Из песен труднее всего мне дался "Романс Жермон". Я написал несколько вариантов, и все мне не нравились. Как-то открыл том стихов П. Вяземского и, взяв метрическую схему одного стихотворения (редкую), написал по ней -- и оказалось как раз. Много было вариантов и основной гусарской песни "Давным-давно", пока не явилось это словосочетание, и счастливо дало мне рефрен, и озарило своим настроением всю пьесу. Я написал полсотни куплетов с этим рефреном, прежде чем отобрал лучшие. Песни "Колыбельная Светланы", "Прелестница младая" и "Жил-был Анри Четвертый" написал почти сразу набело. В пьесе были и другие песни, например "Романс Ржевского", еще одна песня Жермон, но я от них отказался. Было несколько (около десятка) проектов названия, но иные казались манерной стилизацией, иные как-то неточно выражали характер пьесы. Уже написав куплеты песни "Давным-давно", я понял, что лучше названия не придумаю. Оно, правда, очень не понравилось Н. П. Акимову, он мне мгновенно сказал, что противники пьесы будут называть ее "Г...ным-г...но", и по его просьбе я предложил ему (из стихов Дениса Давыдова) "Питомцы славы". Так у него и значилось на афише (а также на некоторых других афишах), но его мрачное пророчество не оправдалось -- противников у пьесы оказалось немного, и они не склонны были острить.

В процессе работы были, конечно, дни острого недовольства написанным и минуты отчаяния -- не без этого, -- но все же их было немного. Работа шла быстро и в основном удивительно легко. С тех пор я твердо знаю, что когда пишется быстро, то всегда "выходит" -- и наоборот. Во всяком случае, для меня это верно.

 

Самым неинтересным и скучным в работе было строго следовать заранее придуманному, как бы оно ни было хорошо. Это тоже мое личное свойство: выполняя намеченный обязательный предварительный план, я вяну и тускнею. Нужно внести что-то новое, чтобы оживиться и начать писать с увлечением. Но без плана большую пьесу не построишь. В четвертом акте у меня был один небольшой эпизод, необходимый для действия. Он был точно придуман заранее, и осталось только оснастить его скелет стихами. Как же он тяжело мне давался! Как мне не нравилось то, что я пишу! Несколько дней я просидел на тридцати строчках. Наконец зажмурился, что-то накарябал и перешагнул через это. А после оказалось, что все вполне прилично, и на спектакле в этом месте я даже проронил слезу. (Это была сцена свидания Шуры с дядей перед ее предполагаемым расстрелом.)

Самочувствие во время работы иногда бывает обманчиво: сколько раз замечал это. Я человек мнительный и относящийся к себе скептически и завидую тем, кто в процессе работы приходит сам от себя в восторг. И когда такое случается, я это долго помню. Люблю строить пьесу, составлять план. Терпеть не могу кропотливо этот план осуществлять. И больше всего люблю импровизировать, галопом ускакав в сторону от плана. И тем не менее верный и точный план -- это полдела.

***

→ ЗАДАНИЕ:
Перепишите часть отрывка о работе над пьесой от слов «В процессе работы были, конечно, дни» до слов «меня это верно.», заменив «отчаяния» на «тоски». Список ниже представляет собой самостоятельный материал, не связанный с отрывком.

(Данные референциальных выражений)
***

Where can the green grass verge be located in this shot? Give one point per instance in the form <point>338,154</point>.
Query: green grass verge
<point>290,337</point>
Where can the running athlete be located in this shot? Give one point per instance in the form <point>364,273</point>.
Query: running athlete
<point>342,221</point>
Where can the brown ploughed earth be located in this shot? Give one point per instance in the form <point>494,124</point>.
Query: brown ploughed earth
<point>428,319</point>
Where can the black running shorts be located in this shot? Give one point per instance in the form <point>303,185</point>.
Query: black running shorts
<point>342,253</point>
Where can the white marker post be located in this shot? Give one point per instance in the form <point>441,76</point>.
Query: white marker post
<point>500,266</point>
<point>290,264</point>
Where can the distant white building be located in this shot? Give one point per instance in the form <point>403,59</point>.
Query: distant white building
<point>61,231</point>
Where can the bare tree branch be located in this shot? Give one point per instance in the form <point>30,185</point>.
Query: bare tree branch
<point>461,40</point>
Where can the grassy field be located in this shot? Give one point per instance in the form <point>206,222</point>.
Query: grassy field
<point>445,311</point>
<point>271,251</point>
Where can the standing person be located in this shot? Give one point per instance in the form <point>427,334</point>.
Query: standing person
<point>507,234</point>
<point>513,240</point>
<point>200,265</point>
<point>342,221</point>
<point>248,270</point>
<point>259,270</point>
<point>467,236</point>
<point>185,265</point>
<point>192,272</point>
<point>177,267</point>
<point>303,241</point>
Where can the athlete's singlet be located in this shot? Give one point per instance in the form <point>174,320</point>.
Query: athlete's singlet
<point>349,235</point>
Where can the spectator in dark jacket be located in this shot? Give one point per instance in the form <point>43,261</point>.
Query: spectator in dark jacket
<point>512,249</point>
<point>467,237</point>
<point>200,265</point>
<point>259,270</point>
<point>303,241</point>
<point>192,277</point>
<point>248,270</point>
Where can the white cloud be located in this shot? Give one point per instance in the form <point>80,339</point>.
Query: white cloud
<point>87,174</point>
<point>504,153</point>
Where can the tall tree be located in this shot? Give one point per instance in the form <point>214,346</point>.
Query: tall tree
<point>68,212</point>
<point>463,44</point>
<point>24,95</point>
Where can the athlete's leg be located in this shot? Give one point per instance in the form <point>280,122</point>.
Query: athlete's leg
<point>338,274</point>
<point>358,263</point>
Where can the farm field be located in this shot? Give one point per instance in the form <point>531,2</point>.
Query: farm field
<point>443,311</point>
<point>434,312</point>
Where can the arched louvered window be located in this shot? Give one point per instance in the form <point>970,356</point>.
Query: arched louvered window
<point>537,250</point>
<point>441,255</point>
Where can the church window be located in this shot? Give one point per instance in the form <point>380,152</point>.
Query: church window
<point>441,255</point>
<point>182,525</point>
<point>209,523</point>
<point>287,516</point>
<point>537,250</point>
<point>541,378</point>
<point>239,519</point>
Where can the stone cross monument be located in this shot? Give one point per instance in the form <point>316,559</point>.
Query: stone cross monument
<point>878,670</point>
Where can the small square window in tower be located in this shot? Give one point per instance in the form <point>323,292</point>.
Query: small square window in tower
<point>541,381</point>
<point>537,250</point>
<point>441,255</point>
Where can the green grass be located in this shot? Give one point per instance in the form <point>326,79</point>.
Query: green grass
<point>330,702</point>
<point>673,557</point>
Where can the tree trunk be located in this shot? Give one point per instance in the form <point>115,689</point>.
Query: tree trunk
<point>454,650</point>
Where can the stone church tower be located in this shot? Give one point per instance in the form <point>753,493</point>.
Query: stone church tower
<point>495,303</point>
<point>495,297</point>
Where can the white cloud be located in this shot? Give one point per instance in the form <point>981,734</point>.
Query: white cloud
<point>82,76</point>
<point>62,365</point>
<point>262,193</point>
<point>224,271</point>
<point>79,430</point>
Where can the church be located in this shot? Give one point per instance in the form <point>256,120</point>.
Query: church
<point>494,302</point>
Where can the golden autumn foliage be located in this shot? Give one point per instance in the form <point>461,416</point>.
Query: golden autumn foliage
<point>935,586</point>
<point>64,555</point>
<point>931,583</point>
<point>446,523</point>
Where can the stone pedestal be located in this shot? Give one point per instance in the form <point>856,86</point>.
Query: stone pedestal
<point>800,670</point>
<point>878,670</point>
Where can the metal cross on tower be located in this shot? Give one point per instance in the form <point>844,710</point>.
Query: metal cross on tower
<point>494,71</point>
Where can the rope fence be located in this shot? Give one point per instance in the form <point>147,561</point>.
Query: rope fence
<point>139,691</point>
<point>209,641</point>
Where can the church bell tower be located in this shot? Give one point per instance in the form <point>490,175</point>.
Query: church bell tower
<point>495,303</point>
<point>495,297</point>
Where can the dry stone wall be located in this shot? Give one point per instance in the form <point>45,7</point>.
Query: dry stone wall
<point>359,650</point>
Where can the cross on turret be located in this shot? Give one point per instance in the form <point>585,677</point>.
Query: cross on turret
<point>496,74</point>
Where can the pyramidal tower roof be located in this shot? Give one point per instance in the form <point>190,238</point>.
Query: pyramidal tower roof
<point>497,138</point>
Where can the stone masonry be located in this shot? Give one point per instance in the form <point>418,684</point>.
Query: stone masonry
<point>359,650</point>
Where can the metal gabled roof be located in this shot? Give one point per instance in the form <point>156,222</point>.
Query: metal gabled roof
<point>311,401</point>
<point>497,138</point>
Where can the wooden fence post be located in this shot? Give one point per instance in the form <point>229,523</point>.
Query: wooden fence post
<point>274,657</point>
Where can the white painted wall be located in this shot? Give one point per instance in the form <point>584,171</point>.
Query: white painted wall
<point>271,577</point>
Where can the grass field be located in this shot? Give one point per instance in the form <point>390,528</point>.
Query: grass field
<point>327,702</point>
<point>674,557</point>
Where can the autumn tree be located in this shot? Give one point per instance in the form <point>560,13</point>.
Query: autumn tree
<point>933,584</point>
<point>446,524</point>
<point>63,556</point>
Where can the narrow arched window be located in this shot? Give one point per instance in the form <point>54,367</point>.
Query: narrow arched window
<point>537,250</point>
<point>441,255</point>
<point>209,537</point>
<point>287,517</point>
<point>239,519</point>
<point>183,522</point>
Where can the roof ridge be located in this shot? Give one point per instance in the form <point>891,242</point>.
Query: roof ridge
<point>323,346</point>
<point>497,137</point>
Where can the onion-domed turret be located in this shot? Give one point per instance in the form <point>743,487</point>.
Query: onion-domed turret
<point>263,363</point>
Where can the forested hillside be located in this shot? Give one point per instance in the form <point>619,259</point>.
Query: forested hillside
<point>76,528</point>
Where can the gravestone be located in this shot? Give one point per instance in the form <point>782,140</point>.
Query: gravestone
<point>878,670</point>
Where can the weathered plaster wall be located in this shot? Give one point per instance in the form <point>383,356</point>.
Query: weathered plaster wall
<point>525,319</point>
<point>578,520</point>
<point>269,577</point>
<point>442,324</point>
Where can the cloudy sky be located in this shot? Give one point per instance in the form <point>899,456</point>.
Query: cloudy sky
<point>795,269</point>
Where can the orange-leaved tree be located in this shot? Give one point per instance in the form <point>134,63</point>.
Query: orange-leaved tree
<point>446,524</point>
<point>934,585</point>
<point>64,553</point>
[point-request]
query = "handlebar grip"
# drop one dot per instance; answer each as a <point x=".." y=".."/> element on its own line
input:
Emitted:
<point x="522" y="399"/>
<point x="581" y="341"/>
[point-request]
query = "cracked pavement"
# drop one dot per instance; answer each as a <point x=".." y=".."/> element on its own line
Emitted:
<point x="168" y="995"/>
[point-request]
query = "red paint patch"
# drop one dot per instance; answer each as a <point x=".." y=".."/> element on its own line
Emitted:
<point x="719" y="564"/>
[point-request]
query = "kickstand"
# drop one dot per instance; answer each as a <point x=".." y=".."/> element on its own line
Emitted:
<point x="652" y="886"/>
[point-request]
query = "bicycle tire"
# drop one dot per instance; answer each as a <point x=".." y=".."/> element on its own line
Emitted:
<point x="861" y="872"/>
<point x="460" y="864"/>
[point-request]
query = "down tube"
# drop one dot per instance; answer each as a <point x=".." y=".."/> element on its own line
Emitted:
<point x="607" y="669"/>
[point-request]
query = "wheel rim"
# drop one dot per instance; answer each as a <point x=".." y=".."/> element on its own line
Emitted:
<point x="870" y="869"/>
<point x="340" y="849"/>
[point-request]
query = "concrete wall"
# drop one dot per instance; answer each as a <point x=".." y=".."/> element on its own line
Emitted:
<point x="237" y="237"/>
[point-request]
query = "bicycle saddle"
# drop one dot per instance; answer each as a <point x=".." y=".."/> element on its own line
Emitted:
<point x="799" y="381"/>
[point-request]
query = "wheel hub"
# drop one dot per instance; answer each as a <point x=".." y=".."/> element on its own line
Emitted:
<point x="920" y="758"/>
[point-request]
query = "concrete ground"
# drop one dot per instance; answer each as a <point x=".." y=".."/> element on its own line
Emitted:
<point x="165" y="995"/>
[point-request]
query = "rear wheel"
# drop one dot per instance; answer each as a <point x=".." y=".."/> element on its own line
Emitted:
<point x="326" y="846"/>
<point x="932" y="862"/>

***

→ ПОЛЕ ДЛЯ ОТВЕТА:
В процессе работы были, конечно, дни острого недовольства написанным и минуты тоски -- не без этого, -- но все же их было немного. Работа шла быстро и в основном удивительно легко. С тех пор я твердо знаю, что когда пишется быстро, то всегда "выходит" -- и наоборот. Во всяком случае, для меня это верно.